◆ Required work ◆
Quote the records below in full, exactly as given, with the images taken out.
Segment Start: Material supplied
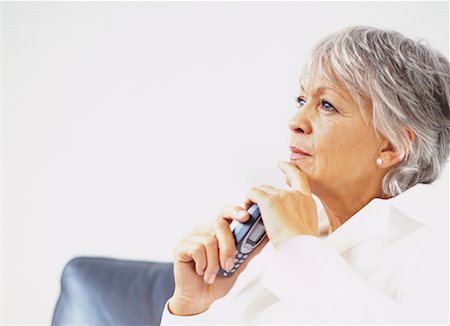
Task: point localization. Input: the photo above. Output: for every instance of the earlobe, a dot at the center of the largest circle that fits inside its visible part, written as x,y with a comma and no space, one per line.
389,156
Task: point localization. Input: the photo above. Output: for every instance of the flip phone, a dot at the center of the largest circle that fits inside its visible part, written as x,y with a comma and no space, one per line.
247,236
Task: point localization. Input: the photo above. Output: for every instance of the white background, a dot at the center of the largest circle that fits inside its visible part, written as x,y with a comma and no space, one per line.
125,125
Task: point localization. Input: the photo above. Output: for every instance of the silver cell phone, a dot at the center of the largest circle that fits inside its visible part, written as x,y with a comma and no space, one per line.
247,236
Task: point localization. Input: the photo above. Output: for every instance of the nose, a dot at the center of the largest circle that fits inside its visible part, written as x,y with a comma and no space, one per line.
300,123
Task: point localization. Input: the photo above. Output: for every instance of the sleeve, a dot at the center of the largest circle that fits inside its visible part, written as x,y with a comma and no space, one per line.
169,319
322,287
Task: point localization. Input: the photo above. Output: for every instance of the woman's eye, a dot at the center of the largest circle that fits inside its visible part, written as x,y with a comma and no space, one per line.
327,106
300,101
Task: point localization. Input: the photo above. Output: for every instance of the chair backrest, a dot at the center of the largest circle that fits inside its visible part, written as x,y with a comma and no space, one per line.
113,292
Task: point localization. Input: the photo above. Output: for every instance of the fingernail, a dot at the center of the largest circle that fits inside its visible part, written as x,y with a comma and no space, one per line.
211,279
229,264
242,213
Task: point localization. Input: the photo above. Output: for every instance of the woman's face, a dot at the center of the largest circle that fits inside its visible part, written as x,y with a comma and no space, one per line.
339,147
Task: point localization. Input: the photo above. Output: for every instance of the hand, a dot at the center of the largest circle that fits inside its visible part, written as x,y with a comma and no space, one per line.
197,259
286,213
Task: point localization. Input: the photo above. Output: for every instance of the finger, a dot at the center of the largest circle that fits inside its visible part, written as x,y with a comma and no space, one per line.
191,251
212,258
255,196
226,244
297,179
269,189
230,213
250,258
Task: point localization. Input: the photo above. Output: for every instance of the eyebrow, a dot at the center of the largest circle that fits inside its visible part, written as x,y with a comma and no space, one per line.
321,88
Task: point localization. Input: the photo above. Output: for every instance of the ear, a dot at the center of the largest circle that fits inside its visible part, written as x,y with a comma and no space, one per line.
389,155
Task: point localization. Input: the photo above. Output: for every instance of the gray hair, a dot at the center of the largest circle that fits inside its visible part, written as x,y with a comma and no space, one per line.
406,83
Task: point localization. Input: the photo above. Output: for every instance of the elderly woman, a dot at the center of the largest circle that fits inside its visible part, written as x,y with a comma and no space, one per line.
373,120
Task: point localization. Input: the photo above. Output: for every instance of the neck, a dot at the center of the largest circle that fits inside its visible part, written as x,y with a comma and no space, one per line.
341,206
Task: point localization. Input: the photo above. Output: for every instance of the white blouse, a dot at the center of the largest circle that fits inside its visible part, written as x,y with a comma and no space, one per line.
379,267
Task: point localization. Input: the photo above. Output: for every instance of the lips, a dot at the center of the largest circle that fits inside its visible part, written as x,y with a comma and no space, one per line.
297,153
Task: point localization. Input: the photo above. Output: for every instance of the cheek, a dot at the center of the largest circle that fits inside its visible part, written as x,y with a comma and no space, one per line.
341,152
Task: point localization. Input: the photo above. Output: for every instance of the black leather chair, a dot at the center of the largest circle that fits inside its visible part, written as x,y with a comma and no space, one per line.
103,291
Segment End: Material supplied
◆ Result below ◆
Task: point localization. Input: the photo above. Output: for every instance of the earlobe, a dot at the center of the largest circle that fits inside its visible part, written as x,y with a comma and no space, one per line.
389,156
Task: point localization. Input: the photo above. Output: for every instance of the flip phone, a dot at the center of the largest circle that fits inside its visible part, written as x,y with a comma and no space, one per line.
247,236
Task: point localization. Input: the photo above. Output: for every instance of the white background, a dot at the center of the largest circle that fits inside its visible part, written as x,y with a comma and no space, one per line.
125,125
Task: point localization. Input: the photo above. Output: for every instance of the silver cell phone, a dot at the center of the largest circle that fits inside its visible part, written as x,y with a comma and no space, one per line.
247,236
Task: point localization. Input: the photo above. Output: for every instance of the nose, a dot at the center of the largest circle that fits inside its visible part, written as x,y with a comma and no space, one per line.
300,123
Task: point localization. Input: the photo above. Output: for every instance of the sleeve, a dot at the center of the largest circle that fits inside its visible part, written as x,y with a comma and no space, one per line.
169,319
322,287
Task: point localization. Input: the photo above. Output: for every instance of the woman's eye, a dot at the center of the largest circle that fits inside its visible part, written as x,y with a comma and no space, one per line.
327,106
300,101
Task: point localization. Input: the photo above. Output: for every instance of the chair backrest, a dot at the center of the largest circle that fits inside its visible part, written as x,y with a comma and no space, one per line.
113,292
Task: point localization. Input: the photo above. Output: for every instance of the fingernail, a dot at the center of the largest circle that fits inside its visible part, written as x,y with a comma and no space, one per line.
211,279
229,264
242,213
Task: point localization. Input: the photo above. Output: for every instance of the woman's face, a dot at the center of the largest circle that fits inside its visible part, written as x,y with a comma and no space, one per line.
339,147
Task: point localization. Input: the photo above. Output: for every instance of the hand, a dot at the center of the largest circle that fits inside its visible part, written as x,y with a comma and no space, one per line.
197,259
286,213
Task: point localization. Input: the photo above. Output: for every instance of the finger, a dot at the center of the largest circle that fits inside its visible part, written as x,y with a comma and no space, one per line.
191,251
212,258
255,196
226,244
297,179
269,189
230,213
250,258
Task: point localization. Input: the photo above. Output: for every instance of the eyebrow, a dot at the center of the largest circle that fits inside its visible part, written as x,y with a comma and no space, one per line.
321,88
Task: point localization. Input: the photo above. Output: for every instance of the ear, a dot at the center of the largest circle that fits inside its visible part, written as x,y with a comma and no space, one per line.
389,155
Task: point localization. Input: the photo above. Output: for every instance of the gray hair, a dot at the center of the largest circle that fits inside its visible part, written as x,y with a comma and no space, one per line.
406,83
Task: point localization. Input: the photo above. Output: for every instance of the elderly woman, a dot at the center of the largest circle that fits inside its visible part, written as x,y with a comma and no space, one per line.
373,120
Task: point localization. Input: the photo above. Output: for every instance of the neck, a dot at the center of the largest circle that fits inside its visible part, written as x,y with a comma and no space, one per line.
341,206
Task: point localization. Input: the photo above. Output: for every instance of the white blouse, a dot at the center of the largest circle that fits inside its visible part, written as x,y with a comma and no space, one per line.
379,267
Task: point localization. Input: the photo above. Output: for every instance of the lips, a dot at the center of the largest circle that fits inside its visible part, written as x,y with a comma and no space, one per line.
297,153
Task: point localization. Input: the photo above. Output: for every instance of the cheek, a dot at the center of the largest circle that fits inside its visible part, written as x,y with a comma and no space, one per line.
341,152
Task: point localization. Input: the photo above. Output: for every instance of the black leather chair, a dot at the center of the largest circle that fits inside its visible part, written as x,y with a comma and no space, one per line.
103,291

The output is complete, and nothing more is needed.